For John, BLUFEconomics seems to be more about Faith than Reason.  Nothing to see here; just move along.

Writing for Forbes, Mr James Gruber tells us, "Forget Cyprus, Japan Is The Real Crisis".  As we remember from our last thrilling episode, the EU was going to force Cyprus, in exchange for an 11 Billion Euro bailout, to tax all savings accounts over 100,000 € at 9.9%, those under a little less.  That was rejected last week, but now Cyprus is going to tax all accounts above the insured level some 20%, which is still less than losing all the money in a bank collapse.

Someone I know wrote in an EMail about this:

It appears that the Cypriots now plan 20 percent haircuts for uninsured deposits (those over 100,000 Euros, about $130,000) at the large Bank of Cyprus.  If it were to fail, uninsured depositors would have no legal recourse to demand reimbursement over the insured amount, and the bank would be under no obligation to make good on uninsured deposits.  That the Government of Cyprus seeks to protect 80 percent of uninsured deposits goes well beyond legal requirements.  Apparently depositors are other banks will face only a four percent haircut on deposits over the insured amount.
He then continued with some political analysis of the Russians who put their money in Cypriot banks.

But, back to the Forbes article, here is how Mr Gruber starts his article:

Forget Cyprus. A much bigger story in the coming weeks and months will be in Japan, where one of the greatest economic experiments in the modern era is about to begin.  A country where government debt even dwarfs those of Europe’s crisis-ridden nations, Japan will attempt to inflate its way out of a 23-year deflationary spiral.

- [PROVIDED RECORDS]:

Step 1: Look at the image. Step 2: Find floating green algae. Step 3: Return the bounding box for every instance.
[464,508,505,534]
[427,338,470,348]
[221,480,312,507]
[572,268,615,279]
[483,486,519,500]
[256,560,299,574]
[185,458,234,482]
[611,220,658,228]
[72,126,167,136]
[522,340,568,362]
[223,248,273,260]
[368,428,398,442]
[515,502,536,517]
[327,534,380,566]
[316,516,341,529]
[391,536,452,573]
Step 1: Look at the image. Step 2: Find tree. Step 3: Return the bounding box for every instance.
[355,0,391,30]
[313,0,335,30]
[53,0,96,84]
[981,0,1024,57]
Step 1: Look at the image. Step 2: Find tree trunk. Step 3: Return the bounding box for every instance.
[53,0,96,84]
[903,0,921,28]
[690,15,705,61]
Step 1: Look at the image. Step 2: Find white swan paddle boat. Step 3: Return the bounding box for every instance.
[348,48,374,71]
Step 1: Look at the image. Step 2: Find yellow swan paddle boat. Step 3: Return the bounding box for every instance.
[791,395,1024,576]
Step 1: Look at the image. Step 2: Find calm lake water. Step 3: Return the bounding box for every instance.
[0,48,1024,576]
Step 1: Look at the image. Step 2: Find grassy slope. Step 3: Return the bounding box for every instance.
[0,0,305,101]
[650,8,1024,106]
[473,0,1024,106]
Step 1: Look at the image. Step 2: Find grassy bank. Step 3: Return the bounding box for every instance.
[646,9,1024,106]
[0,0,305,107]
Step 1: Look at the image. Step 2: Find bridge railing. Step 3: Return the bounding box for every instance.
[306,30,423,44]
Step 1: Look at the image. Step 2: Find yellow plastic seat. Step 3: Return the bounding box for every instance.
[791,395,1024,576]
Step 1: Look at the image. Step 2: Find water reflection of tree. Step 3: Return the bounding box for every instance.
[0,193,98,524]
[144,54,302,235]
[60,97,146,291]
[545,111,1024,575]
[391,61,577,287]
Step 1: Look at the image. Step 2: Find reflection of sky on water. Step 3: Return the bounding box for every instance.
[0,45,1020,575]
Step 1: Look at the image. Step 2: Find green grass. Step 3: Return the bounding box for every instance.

- [WORK TO BE COMPLETED]: Continue the commentary on the Cyprus deposit haircuts and Japan's plan to inflate away its debt with the next few sentences after its final line.

- [THE RESULT]:
The overwhelming consensus among the world’s economists is that quantitative easing (QE) has saved the day in the U.S. and that Japan needs to follow suit, on a larger scale.  I beg to differ and suggest this policy will almost certainly lead to a hyperinflationary disaster in Japan.  If that’s right, it will have serious ramifications for other countries, dragged down by an acceleration of the so-called currency wars.  More broadly though, it is likely to destroy the myth pushed by today’s economists that QE is a cure-all for downtrodden economies.  It isn’t and Japan will become the template to prove it.

Mr Grube lists three "Facts" and then disputes them.  The facts are (1) that the US Economy proves stimulus works, (2) that Europe's problem is government spending cuts and (3) that Japan never tried an aggressive stimulus approach.
Fact 1:  It is far too early to tell whether U.S. stimulus policies have worked.  They have propped up the economy in the short-term, but whether that’s sustainable in the long run is open to question.  Even in the short-term though, the recovery has been slow and unimpressive.  Consider:  2012 GDP growth of 2.2% vs a post World War Two average of 3.2%, a current unemployment rate at 11.3% if you include that have dropped out of the workforce since 2008, real household incomes are still 10% below levels in 2000 and the velocity of money (M2) is the lowest in more than 50 years (indicating printed money hasn’t circulating into the real economy).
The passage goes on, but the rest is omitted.